Ten Tips for Re-nourishing Your Child

By Oona Hanson

“If I could get my child to eat, we wouldn’t be in this mess.”

Soon after my child received an anorexia diagnosis, I started to read compelling memoirs about families who had successfully achieved weight restoration at home. I couldn’t understand how they did it. It felt like reading science fiction.

As our child endured multiple treatment programs and various levels of care, I continued to learn as much as I could about the illness, its causes, and ways to support recovery. When we eventually found our way to Family-Based Treatment, I brought these additional resources to buttress our new approach.

There is no one-size-fits-all approach when it comes to eating disorders, of course. But if you’re struggling and could use a few more tools, perhaps some of our lessons will resonate with your family, too:

  1. Don’t panic if things seem worse after beginning treatment. Remember your child is not the eating disorder; rather, they are like the victim of a demon possession or alien “body snatcher.” The demonic creature will try to fight back when you challenge its hold on your loved one. Be prepared for angry, even frightening, responses from your child. Rather than being a sign of failure, these cruel and shocking outbursts are a common sign that treatment is working.
  2. Keep the long-term goal in mind. At every meal and snack, you have the opportunity to feed either your child or the eating disorder. This is really hard. Giving in to a request for something “safe” or allowing them to refuse food may ease their (and your) distress in the moment, but it’s usually fueling the disorder more than the recovery.
  3. Have a united front. If you have a spouse or co-parent, be in an alliance against the eating disorder, and ensure any other caregivers or treatment team members are on the same page. Clever and manipulative, eating disorders will find and exploit the tiniest chink in the armor. A firm, consistent, loving stance is key.
  4. Get support for yourself. Caring for an ill child can be grueling, physically and emotionally. Even if you can access private counseling, consider taking advantage of resources geared specifically for caregivers. Whenever possible, lean on friends, family, and your larger community.
  5. Explore Emotion-Focused Family Therapy (EFFT). I hate to give you another acronym to unpack, but you might be glad to add this one to your vocabulary. EFFT gives parents and other caregivers the tools to communicate with a loved one whose thoughts and emotions are controlled by their eating disorder. Validating the sufferer’s feelings does not mean you are agreeing with their irrational, self-destructive statements or colluding with their illness. Feeling heard and understood, however, helps the sick person face the daunting task before them. For weary caregivers, having some go-to “scripts” can be incredibly helpful during difficult meals.

## Exercises
(1) In the article on re-nourishing a child, what diagnosis did the author's child receive?
(2) List the opening sentence of each numbered tip in the article on re-nourishing a child.
(3) From the article on re-nourishing a child, quote the passage between "By Oona Hanson" and "reading science fiction.", inclusive.

## Dataset entries
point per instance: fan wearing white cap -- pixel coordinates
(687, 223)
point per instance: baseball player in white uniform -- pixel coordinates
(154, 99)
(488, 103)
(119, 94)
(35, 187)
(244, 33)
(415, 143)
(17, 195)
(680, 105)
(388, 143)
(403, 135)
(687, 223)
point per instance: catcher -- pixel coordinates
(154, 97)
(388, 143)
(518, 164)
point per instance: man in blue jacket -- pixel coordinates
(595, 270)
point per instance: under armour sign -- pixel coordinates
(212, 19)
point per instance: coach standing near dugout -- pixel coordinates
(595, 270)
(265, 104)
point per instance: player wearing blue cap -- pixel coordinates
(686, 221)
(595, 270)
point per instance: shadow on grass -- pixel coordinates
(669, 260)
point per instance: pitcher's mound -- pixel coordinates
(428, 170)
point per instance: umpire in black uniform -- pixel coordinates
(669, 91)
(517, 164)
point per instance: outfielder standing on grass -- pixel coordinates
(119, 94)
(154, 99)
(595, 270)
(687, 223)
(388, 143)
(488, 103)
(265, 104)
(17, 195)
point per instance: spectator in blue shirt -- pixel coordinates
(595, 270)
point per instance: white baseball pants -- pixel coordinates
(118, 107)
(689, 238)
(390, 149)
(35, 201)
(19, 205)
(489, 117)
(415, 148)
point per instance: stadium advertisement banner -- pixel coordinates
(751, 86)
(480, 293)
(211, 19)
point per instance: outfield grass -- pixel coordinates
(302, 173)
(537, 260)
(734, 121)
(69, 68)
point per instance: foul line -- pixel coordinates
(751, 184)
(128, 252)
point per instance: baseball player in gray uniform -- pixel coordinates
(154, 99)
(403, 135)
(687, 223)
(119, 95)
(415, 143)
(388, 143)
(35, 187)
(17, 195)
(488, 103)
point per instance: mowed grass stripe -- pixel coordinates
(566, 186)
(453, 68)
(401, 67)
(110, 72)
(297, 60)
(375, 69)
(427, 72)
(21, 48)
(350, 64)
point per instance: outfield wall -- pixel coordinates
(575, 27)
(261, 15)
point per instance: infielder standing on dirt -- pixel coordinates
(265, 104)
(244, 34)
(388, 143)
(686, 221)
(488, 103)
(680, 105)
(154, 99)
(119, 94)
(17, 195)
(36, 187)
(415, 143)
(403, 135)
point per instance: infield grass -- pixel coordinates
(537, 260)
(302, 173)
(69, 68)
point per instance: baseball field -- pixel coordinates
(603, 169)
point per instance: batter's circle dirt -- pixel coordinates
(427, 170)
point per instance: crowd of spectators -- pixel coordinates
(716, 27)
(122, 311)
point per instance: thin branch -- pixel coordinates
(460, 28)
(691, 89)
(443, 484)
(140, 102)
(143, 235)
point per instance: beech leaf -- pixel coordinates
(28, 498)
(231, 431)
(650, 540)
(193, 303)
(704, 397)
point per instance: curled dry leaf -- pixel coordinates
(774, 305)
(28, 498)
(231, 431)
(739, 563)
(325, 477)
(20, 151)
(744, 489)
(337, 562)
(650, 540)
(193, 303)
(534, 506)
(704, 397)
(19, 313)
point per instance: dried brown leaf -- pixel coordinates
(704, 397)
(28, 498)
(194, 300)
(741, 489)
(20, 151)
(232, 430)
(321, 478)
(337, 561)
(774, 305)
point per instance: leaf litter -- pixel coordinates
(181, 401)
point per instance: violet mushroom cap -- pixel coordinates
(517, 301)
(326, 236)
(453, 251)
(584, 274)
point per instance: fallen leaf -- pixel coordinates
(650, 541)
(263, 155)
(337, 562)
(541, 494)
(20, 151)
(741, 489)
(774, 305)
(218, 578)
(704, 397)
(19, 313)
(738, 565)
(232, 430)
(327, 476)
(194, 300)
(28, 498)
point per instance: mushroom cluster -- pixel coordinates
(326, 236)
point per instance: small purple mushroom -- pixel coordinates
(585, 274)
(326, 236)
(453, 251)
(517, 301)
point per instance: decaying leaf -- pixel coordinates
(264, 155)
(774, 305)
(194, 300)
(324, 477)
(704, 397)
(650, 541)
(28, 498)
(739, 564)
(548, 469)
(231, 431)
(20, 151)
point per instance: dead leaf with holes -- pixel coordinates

## Expected results
(1) Anorexia.

(2)
1. Don't panic if things seem worse after beginning treatment.
2. Keep the long-term goal in mind.
3. Have a united front.
4. Get support for yourself.
5. Explore Emotion-Focused Family Therapy (EFFT).

(3)
By Oona Hanson

“If I could get my child to eat, we wouldn’t be in this mess.”

Soon after my child received an anorexia diagnosis, I started to read compelling memoirs about families who had successfully achieved weight restoration at home. I couldn’t understand how they did it. It felt like reading science fiction.